__AVAILABLE DATA__.
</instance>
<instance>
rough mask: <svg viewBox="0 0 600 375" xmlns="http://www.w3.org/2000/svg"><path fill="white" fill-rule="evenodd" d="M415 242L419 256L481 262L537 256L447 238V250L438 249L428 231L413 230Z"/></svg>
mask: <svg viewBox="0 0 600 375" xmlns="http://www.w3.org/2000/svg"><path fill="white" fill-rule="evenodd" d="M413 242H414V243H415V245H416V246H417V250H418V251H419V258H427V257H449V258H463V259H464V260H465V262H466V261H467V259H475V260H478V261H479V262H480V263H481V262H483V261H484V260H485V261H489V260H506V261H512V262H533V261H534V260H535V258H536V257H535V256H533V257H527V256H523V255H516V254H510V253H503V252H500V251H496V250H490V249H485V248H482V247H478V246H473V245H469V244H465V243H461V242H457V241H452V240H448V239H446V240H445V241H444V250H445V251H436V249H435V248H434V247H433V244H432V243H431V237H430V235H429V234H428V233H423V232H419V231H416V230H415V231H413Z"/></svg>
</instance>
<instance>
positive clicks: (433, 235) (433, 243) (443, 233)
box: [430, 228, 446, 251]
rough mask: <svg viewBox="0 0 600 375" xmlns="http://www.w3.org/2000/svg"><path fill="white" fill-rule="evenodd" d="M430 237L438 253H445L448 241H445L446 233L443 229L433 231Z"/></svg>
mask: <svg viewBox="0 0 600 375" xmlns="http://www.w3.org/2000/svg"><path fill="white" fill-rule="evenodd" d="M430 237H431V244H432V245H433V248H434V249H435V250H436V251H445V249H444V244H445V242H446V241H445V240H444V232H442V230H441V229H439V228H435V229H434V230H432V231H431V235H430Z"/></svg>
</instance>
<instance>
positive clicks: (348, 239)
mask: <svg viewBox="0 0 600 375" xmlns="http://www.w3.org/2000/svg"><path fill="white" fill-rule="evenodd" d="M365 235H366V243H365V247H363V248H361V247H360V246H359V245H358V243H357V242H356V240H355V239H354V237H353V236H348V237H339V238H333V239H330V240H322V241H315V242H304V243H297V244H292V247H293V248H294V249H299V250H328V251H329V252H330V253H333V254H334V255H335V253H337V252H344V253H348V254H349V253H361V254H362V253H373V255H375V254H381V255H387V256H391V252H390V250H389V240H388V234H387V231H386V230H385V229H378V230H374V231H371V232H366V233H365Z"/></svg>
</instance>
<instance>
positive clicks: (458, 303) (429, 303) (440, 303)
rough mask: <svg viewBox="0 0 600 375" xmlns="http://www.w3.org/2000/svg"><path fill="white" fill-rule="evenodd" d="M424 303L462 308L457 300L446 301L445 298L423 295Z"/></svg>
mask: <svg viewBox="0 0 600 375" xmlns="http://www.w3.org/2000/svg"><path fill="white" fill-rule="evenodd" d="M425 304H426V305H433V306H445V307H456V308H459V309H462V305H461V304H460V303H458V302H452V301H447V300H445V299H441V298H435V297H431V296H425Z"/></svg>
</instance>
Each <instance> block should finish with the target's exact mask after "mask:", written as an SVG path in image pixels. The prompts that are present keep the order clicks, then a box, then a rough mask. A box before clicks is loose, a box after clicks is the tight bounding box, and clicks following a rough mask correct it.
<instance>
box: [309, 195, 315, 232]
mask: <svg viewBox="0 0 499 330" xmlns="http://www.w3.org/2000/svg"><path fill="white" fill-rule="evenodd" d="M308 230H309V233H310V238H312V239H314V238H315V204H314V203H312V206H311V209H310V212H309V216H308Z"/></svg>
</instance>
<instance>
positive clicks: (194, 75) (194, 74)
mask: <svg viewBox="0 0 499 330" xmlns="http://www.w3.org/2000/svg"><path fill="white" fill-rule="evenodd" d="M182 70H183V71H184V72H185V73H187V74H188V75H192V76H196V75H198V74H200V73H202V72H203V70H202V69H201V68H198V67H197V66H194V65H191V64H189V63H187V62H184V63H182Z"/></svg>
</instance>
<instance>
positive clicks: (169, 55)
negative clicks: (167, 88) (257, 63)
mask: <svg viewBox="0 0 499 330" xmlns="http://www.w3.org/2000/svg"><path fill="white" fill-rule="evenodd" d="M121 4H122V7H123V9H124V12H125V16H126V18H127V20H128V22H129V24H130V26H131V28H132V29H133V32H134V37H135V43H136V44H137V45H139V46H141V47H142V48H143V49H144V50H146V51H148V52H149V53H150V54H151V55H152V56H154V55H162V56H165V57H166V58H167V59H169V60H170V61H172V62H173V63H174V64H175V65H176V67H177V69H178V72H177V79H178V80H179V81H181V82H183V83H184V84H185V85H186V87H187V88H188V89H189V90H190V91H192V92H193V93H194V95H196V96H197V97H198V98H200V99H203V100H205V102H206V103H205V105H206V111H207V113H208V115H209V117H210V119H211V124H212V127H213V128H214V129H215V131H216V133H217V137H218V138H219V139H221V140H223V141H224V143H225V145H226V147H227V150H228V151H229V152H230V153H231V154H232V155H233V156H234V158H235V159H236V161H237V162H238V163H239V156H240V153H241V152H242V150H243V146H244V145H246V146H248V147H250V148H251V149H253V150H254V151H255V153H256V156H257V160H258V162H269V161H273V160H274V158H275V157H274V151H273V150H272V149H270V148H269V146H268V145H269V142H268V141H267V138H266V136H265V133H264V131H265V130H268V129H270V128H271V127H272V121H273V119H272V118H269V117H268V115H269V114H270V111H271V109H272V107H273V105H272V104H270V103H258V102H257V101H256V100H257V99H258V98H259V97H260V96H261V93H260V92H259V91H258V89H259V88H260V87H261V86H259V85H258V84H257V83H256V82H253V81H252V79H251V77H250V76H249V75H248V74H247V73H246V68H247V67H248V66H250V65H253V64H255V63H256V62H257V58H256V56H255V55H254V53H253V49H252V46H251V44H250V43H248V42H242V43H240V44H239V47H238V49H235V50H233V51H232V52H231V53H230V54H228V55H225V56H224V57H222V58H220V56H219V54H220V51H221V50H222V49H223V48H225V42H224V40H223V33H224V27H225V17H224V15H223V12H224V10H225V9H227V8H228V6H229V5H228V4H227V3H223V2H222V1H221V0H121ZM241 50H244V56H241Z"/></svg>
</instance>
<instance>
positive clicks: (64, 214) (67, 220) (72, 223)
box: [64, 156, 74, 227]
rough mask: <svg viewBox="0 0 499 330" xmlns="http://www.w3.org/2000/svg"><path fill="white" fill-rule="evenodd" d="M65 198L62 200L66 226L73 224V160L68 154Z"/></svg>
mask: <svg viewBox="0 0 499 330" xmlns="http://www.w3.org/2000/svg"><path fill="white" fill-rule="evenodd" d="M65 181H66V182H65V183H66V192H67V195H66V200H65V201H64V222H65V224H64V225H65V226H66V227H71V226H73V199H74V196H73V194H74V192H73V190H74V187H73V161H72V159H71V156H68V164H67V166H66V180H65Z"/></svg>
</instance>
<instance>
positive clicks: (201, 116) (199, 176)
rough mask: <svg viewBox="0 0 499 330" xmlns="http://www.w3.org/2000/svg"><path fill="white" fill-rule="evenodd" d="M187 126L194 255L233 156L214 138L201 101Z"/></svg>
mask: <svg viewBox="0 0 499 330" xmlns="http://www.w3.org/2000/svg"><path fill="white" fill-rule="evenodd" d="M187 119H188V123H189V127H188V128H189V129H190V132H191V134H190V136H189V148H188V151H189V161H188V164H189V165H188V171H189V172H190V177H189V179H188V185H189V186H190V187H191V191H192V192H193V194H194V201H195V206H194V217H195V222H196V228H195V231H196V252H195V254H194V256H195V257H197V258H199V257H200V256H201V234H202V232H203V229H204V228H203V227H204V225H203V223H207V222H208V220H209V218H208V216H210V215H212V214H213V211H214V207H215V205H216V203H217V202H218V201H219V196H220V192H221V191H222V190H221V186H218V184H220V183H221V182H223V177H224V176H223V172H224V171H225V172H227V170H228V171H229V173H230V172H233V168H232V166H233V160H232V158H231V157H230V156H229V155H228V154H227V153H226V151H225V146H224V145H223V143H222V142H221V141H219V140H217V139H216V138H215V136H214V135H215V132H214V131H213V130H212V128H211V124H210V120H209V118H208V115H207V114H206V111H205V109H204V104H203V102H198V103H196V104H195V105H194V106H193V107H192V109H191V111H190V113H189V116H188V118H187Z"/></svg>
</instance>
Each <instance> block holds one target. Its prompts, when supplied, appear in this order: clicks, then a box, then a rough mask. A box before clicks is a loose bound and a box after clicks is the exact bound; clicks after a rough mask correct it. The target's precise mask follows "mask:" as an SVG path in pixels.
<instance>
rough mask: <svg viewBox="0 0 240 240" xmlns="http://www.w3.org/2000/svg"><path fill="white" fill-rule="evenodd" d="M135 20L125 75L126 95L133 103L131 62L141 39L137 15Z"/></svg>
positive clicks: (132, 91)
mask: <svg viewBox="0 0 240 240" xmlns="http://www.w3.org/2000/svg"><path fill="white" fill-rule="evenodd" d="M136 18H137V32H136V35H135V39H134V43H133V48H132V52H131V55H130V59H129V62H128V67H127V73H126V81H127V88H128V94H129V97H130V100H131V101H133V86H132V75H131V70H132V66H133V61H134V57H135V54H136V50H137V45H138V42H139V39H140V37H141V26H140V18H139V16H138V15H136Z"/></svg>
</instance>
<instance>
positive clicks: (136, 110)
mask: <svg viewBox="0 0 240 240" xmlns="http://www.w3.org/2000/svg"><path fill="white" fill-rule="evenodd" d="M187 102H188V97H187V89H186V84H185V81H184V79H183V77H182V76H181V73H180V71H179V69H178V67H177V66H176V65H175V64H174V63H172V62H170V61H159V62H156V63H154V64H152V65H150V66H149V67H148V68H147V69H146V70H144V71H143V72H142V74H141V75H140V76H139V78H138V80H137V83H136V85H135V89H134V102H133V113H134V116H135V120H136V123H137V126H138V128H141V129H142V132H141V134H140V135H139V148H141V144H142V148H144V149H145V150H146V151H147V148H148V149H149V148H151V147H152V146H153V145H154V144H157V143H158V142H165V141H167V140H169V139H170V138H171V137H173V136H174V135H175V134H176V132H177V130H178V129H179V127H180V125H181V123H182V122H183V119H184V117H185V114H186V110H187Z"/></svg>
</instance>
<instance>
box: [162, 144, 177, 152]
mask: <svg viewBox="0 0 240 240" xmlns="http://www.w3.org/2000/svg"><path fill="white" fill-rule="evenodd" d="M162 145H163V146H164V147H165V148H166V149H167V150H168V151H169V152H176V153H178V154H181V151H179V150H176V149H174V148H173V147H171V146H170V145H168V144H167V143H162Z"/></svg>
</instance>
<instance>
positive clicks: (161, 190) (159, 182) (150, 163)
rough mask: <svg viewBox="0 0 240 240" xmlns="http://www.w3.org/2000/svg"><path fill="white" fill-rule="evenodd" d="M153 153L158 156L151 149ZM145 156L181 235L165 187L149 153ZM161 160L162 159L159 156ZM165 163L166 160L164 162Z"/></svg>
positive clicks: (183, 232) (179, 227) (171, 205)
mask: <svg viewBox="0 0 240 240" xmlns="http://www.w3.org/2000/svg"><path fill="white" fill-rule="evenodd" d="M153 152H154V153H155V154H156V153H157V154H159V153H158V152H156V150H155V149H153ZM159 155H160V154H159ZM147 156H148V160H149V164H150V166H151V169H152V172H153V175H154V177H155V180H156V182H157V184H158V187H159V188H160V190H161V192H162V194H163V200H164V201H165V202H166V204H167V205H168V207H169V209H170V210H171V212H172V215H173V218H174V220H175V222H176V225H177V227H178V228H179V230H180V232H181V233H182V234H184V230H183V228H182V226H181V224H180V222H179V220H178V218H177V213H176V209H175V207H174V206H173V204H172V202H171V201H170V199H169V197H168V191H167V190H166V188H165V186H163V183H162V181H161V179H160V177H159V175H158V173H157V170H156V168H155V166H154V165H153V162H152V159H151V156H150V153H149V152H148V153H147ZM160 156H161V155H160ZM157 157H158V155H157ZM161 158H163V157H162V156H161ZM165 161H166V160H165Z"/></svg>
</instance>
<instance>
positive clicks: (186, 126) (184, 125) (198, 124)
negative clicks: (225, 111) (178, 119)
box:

__PROBLEM DESCRIPTION__. From the records above, transcribe exactly the run of lines that opens with the line holding "positive clicks: (348, 239)" and closes with the line holding "positive clicks: (458, 303)", both included.

__RESULT__.
positive clicks: (348, 239)
mask: <svg viewBox="0 0 600 375" xmlns="http://www.w3.org/2000/svg"><path fill="white" fill-rule="evenodd" d="M365 235H366V243H365V247H363V248H361V247H360V246H359V245H358V243H357V242H356V240H355V239H354V237H353V236H348V237H339V238H333V239H330V240H322V241H315V242H304V243H297V244H292V247H293V248H294V249H299V250H328V251H329V252H330V253H333V254H334V255H335V253H337V252H344V253H348V254H349V253H361V254H362V253H373V255H375V254H381V255H387V256H391V252H390V250H389V240H388V234H387V231H386V230H385V229H378V230H374V231H371V232H366V233H365Z"/></svg>
</instance>
<instance>
positive clicks: (458, 303) (429, 303) (440, 303)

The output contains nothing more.